═══ SELECTED EXCERPT ═══

NEW YORK (Reuters) - Big U.S. banks revealed more evidence of a slowdown in loan growth in their earnings reports on Thursday, though executives assured there is still healthy demand from borrowers and no reason to worry about the state of the economy.

JPMorgan Chase & Co (JPM.N: Quote) and Citigroup Inc (C.N: Quote) posted higher first-quarter earnings that beat analysts' expectations on large gains in trading revenue. Wells Fargo & Co (WFC.N: Quote), which relies more on traditional lending and less on markets-related businesses, reported a slight dip in profit due to a slowdown in mortgage banking.

The results underscored concerns expressed recently by analysts and investors that higher interest rates, combined with uncertainty about geopolitical events, could hurt economic growth - and therefore crimp lenders' bottom lines.

But on conference calls to discuss results, top bank executives dismissed those concerns, citing strong demand from borrowers with impressive credit quality.

"I wouldn't overreact to the short term in our loan growth with so many things that affect it," said JPMorgan Chief Executive Jamie Dimon.

The bank's core loan portfolio averaged $812 billion during the first quarter, up 9 percent on an annualized basis. But that growth rate has ticked down from 12 percent in the previous quarter and 17 percent a year ago. Wells Fargo's annual loan growth rate of 4 percent has also been slowing over the past year.

═══

*TASKS TO PERFORM:*
1 > In the banking news excerpt, what was the average size of JPMorgan's core loan portfolio during the first quarter?
2 > Summarize the banking news excerpt in two sentences.
3 > List every bank named in the banking news excerpt.
The data that comes next has no connection to the banking news excerpt.

═══ INFORMATION SUPPLIED ═══

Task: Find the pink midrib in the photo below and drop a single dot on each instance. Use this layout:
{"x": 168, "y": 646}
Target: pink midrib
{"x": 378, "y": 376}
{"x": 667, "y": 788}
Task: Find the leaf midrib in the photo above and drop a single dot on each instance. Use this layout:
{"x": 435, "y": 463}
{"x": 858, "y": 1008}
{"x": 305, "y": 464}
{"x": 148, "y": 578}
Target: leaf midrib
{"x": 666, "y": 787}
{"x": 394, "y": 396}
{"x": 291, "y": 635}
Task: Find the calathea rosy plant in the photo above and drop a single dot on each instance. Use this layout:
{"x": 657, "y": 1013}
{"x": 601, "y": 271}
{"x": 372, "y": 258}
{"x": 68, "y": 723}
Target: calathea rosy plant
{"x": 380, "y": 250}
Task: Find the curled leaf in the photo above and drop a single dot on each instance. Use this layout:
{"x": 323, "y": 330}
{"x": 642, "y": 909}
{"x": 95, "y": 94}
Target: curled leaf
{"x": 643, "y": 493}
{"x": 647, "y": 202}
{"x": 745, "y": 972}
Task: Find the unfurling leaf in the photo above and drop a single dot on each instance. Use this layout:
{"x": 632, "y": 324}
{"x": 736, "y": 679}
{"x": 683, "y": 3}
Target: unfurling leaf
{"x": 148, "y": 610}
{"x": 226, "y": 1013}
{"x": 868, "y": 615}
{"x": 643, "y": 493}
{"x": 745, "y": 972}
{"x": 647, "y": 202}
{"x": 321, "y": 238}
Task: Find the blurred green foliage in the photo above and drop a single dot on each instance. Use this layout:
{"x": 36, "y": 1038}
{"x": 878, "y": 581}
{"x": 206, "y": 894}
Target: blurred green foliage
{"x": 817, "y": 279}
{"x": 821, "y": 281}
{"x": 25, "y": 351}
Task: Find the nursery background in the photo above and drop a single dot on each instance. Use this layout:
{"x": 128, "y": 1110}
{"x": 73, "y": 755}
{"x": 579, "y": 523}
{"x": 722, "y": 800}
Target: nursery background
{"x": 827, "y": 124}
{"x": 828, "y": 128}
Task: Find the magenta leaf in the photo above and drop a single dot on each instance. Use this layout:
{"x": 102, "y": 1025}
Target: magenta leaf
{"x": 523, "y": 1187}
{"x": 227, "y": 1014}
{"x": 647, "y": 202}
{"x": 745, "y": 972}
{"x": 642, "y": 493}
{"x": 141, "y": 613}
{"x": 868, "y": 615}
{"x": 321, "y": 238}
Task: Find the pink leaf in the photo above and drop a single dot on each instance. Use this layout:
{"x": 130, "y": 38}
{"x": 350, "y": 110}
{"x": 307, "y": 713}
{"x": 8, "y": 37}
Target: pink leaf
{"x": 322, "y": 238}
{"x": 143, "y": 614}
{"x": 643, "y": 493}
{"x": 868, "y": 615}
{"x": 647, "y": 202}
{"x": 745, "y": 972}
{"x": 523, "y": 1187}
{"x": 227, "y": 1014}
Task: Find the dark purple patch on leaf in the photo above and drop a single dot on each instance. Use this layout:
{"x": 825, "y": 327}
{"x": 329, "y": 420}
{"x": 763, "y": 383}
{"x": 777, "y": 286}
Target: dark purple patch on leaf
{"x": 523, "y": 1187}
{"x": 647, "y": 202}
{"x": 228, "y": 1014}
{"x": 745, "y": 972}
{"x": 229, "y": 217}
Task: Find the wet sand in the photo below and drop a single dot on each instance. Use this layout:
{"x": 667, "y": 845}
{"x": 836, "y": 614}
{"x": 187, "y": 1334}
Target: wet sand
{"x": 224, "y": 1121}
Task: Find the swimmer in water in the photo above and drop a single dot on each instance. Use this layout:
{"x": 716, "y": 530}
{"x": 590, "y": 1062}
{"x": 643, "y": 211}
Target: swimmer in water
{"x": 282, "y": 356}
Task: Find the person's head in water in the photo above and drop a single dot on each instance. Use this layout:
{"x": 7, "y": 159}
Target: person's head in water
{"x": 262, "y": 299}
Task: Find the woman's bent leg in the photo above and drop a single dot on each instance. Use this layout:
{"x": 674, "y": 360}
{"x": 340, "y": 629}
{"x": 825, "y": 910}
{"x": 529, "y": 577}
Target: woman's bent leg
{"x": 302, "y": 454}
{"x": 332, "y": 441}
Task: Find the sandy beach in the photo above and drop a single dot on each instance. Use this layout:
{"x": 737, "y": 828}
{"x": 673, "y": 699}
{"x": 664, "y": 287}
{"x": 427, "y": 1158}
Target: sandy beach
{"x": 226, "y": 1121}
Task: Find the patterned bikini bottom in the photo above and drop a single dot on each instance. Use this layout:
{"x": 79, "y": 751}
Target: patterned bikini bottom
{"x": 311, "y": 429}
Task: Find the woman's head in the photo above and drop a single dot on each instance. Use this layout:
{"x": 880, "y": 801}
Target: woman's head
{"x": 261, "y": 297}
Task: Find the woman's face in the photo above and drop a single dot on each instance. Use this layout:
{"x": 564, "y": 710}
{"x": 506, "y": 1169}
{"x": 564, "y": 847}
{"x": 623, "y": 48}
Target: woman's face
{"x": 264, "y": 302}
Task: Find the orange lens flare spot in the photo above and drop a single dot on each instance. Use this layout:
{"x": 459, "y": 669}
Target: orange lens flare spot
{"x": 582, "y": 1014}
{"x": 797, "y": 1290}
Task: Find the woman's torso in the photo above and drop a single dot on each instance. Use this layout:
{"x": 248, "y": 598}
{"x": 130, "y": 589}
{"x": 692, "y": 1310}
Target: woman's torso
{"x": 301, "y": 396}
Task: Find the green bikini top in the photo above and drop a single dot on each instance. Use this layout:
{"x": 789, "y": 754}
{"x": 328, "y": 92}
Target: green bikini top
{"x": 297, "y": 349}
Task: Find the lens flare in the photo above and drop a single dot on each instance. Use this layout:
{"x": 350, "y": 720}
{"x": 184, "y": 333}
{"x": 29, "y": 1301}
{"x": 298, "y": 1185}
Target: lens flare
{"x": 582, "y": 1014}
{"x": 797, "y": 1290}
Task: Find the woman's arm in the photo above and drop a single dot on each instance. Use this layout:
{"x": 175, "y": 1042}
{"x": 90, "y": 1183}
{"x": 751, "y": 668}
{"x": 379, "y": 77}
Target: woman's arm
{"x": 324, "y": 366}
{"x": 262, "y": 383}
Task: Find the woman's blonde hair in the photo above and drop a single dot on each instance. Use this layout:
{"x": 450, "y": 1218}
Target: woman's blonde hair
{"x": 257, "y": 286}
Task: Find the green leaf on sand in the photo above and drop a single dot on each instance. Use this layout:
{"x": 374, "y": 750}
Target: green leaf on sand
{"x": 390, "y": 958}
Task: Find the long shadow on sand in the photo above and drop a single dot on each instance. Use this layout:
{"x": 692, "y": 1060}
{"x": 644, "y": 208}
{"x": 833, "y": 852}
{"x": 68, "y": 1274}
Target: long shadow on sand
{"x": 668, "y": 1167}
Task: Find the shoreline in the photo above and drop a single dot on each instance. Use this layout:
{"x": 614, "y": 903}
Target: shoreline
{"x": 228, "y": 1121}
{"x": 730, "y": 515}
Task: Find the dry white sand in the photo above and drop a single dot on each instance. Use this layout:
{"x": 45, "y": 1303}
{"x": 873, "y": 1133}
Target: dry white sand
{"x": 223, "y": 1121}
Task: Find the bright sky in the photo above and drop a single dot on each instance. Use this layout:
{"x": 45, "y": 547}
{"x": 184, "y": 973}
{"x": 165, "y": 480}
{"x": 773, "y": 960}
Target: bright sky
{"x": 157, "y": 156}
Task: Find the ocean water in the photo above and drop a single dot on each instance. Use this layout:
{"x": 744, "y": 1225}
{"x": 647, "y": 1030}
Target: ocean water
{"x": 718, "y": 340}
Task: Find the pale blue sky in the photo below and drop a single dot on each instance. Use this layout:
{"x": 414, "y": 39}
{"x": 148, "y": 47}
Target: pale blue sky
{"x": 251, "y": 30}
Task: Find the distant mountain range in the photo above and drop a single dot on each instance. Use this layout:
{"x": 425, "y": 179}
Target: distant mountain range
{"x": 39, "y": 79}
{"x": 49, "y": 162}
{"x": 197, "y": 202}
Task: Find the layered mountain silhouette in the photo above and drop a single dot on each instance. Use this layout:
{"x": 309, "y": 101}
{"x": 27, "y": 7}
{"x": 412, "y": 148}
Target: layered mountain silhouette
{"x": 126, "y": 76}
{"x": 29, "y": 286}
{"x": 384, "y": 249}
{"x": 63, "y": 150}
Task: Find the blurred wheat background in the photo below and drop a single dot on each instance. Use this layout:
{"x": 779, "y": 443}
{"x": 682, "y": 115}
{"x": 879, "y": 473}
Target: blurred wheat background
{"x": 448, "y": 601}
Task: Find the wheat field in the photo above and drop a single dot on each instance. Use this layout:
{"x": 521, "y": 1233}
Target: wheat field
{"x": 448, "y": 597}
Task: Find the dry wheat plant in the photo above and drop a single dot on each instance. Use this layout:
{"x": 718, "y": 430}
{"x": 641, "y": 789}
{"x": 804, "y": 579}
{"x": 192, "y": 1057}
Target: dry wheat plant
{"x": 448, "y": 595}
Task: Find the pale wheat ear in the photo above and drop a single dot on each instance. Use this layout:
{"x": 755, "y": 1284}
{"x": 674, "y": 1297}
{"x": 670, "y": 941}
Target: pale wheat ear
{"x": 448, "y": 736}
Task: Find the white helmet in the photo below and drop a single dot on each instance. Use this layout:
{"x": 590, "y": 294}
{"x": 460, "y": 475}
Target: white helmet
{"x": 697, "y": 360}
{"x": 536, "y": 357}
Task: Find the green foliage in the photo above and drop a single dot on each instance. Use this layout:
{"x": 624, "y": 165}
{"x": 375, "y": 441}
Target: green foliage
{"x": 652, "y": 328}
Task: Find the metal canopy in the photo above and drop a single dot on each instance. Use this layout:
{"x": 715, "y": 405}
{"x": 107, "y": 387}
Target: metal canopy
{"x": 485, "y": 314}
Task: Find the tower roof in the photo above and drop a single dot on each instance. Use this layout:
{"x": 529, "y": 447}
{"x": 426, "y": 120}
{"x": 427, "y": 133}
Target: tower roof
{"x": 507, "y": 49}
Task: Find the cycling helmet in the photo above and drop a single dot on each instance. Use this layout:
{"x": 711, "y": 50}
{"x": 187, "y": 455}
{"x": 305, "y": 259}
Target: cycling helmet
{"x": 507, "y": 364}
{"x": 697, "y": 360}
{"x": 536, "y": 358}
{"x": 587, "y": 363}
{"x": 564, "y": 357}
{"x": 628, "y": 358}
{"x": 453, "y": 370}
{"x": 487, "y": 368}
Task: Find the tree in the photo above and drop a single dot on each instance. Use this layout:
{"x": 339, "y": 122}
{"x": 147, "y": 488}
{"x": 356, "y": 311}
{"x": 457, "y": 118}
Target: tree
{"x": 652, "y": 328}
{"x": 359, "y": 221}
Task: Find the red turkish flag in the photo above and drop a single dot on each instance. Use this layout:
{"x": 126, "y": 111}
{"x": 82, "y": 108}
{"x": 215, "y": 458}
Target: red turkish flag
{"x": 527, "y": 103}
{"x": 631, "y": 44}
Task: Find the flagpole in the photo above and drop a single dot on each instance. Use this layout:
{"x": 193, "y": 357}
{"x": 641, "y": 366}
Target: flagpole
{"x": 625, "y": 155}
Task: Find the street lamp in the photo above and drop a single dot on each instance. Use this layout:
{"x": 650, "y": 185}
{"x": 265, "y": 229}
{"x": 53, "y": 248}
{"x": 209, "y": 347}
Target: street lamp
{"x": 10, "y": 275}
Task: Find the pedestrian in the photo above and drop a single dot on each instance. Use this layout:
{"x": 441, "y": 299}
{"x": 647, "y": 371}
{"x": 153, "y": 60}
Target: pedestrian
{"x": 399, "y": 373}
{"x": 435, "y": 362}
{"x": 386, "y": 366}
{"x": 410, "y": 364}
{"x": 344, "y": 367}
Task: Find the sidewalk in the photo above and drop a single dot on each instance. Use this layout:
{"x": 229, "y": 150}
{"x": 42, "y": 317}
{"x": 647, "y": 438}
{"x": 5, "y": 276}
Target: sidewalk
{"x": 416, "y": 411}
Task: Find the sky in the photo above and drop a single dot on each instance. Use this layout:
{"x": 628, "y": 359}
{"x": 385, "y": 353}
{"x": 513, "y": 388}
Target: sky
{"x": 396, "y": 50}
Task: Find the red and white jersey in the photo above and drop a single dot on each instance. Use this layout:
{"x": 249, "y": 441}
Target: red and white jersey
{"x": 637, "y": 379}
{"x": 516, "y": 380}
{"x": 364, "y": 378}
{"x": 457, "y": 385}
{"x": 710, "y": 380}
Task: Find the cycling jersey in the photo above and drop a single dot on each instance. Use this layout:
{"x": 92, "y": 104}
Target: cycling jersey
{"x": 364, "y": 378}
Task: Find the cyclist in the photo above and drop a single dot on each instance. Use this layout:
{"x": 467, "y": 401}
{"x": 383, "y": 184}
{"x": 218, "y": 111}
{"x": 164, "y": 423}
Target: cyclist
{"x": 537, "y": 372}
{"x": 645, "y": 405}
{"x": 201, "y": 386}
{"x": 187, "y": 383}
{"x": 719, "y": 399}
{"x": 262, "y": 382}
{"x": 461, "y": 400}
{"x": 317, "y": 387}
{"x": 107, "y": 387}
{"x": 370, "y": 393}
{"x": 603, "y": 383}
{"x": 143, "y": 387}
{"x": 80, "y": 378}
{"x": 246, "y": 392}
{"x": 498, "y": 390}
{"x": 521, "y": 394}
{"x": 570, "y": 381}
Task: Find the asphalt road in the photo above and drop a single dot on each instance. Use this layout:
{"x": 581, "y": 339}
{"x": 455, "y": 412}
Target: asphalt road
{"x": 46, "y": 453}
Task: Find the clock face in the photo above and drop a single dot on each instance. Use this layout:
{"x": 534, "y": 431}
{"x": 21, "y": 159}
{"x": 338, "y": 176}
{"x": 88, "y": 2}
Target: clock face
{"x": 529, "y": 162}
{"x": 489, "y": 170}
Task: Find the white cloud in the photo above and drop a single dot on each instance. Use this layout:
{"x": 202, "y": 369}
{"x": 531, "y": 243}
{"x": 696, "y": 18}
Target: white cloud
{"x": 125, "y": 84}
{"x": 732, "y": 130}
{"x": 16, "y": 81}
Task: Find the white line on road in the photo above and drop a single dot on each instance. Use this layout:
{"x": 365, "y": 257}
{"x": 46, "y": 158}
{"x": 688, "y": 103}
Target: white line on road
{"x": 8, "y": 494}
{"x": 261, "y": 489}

═══

*SOLUTIONS TO THE EXERCISE:*
1 > $812 billion.

2 > Big U.S. banks reported further signs of slowing loan growth on Thursday: JPMorgan Chase and Citigroup beat expectations on trading gains, while Wells Fargo's profit dipped slightly on a mortgage banking slowdown. The results reinforced worries that higher interest rates and geopolitical uncertainty could hurt growth, but executives dismissed those concerns, citing strong borrower demand and good credit quality.

3 > JPMorgan Chase & Co, Citigroup Inc, Wells Fargo & Co